§ **Parts of the exercise**
(a) List everything that the essay on thimbleberries says the storied tradition is replete with.
(b) According to the essay on thimbleberries, what did Anishinaabe lore say the blueberries once did?
(c) Write a continuation of the essay on thimbleberries, picking up right after its final sentence.

Eucharistic Thimbleberries Rising
Last summer, COVID snuck its way through my family’s very cautious practices right as the thimbleberries were ripening in waves in the woods at the top of our block.
In the Lake Superior watershed, thimbleberries have been sweet sustenance for people in this place long before us. They used to be as abundant here as blueberries, which were said in Anishinaabe lore to have made the whole hillside appear blue.
I joked, mid-quarantine, that the thimbleberries would save us, right? I was only half-kidding. Not only did the promise of shared sticky handfuls beckon us to bring our healing bodies among the trees each day, but for me, passing the red berries out from the prickly thicket is always a Eucharistic act. Here, with red juice on our fingers, as we feed each other and let God feed us, we join the feast of a great community of living and dead.
I am interested in a practice of Eucharist that is a commitment to the specifics of place – the stories of the land, the original peoples, of immigration, settlement, trauma, and resilience. I am a settler on land stolen from the Anishinaabe that continues to be colonized, changed beyond recognition from what it was before. It is land that is haunted and holy. Between the grids of roadways, this place maintains enormous, green, riotous life. And it groans to be healed. When my body is among the trees and the life that they sustain, I do not experience a hollow, pastoral peace, but a creaturely chorus of complication.
In my illumination “Burning Bushes,” I am imagining a Eucharistic ritual which reflects the belief that the whole biodiverse Earth is teeming with God.
Here, we practise a storied tradition replete with greed and violence, kinship and meaning-making, death and resurrection. We feed one another and are fed on storied lands. We are storied people. We are surrounded by animal teachers with their own stories. We know that we are made of the soil of all that has come before us. If we are to live in accountability to and intimacy with this story, alongside an accountable God, we must be ready to take the pollution into ourselves and transform alongside it.

Dataset entries:
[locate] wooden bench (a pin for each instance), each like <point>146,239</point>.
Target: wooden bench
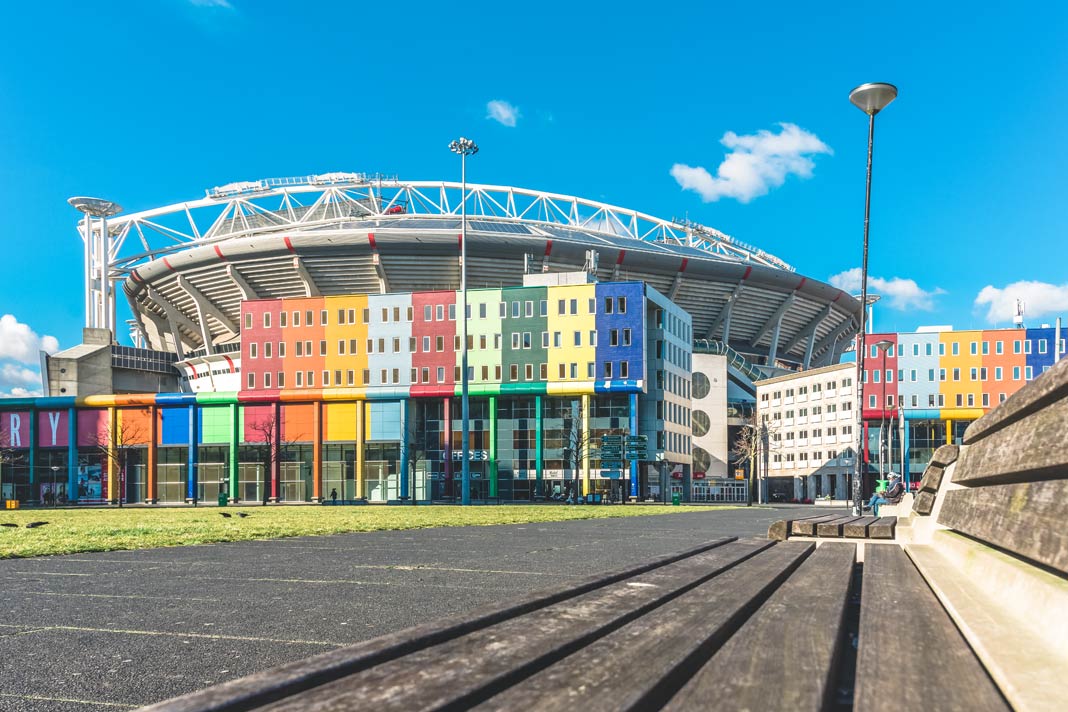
<point>966,608</point>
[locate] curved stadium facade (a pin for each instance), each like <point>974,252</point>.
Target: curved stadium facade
<point>307,332</point>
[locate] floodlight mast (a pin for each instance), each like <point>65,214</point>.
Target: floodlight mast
<point>100,300</point>
<point>465,147</point>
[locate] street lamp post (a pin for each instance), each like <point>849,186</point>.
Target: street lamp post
<point>465,147</point>
<point>870,98</point>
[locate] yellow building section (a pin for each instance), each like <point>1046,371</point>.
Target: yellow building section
<point>340,421</point>
<point>575,333</point>
<point>346,334</point>
<point>958,363</point>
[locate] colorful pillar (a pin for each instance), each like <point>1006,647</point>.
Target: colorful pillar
<point>633,431</point>
<point>191,457</point>
<point>584,438</point>
<point>317,451</point>
<point>72,451</point>
<point>33,455</point>
<point>449,443</point>
<point>538,445</point>
<point>113,494</point>
<point>276,449</point>
<point>150,491</point>
<point>235,439</point>
<point>359,448</point>
<point>404,475</point>
<point>492,446</point>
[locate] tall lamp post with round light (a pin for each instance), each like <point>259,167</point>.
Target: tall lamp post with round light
<point>870,98</point>
<point>465,147</point>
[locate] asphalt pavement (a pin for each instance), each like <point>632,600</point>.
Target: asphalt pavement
<point>119,630</point>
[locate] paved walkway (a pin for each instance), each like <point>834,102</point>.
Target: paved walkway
<point>118,630</point>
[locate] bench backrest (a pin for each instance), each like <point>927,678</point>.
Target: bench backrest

§ **Answers to the tasks**
(a) greed, violence, kinship, meaning-making, death, resurrection

(b) They made the whole hillside appear blue.

(c)
Our rituals and sacraments can no longer be (and indeed were never meant to be) enclosed, curated gardens. We instead radically welcome the muddy mystery of the whole. Rita Nakashima Brock and Rebecca Ann Parker write that in early Christian Eucharistic feasts “it took a whole community to reflect the image of God.” What if that definition of community includes mustard plants, butterfly weed, fossils, and thimbleberries?
The body of Jesus was also co-created by viruses. The small, wet baby, cradled in his mother’s muscular arms, surrounded by animal huffs and stomps, had the calligraphy of the bacterial and mycelial face of God running through his veins. As the baby got older, he reminded us that living and loving fully means being baptized in the muddy and polluted waters of the world, viruses and all. “We were never separate. Use mud and bread to heal.”
We are transformed into our fullest selves one chunk of bread, one mouthful of wine, and one red, sticky handful of thimbleberries at a time. This transformation allows us to live into our miraculous ability to break cycles of violence and create connection and love outside of patterns of oppression. We are never separate from plant and animal and mineral and human story. Can the practice, the ritual, the sacrament of Eucharist awaken and reawaken us to that reality? Can it be a tool of connection to the whole holy, horrible, real, paradise of life?
Sarah Holst (she/they) is a white parent and artist living on Anishinaabe land known as Duluth, Minnesota. Sarah spends her days creatively collaborating with two wild little kids.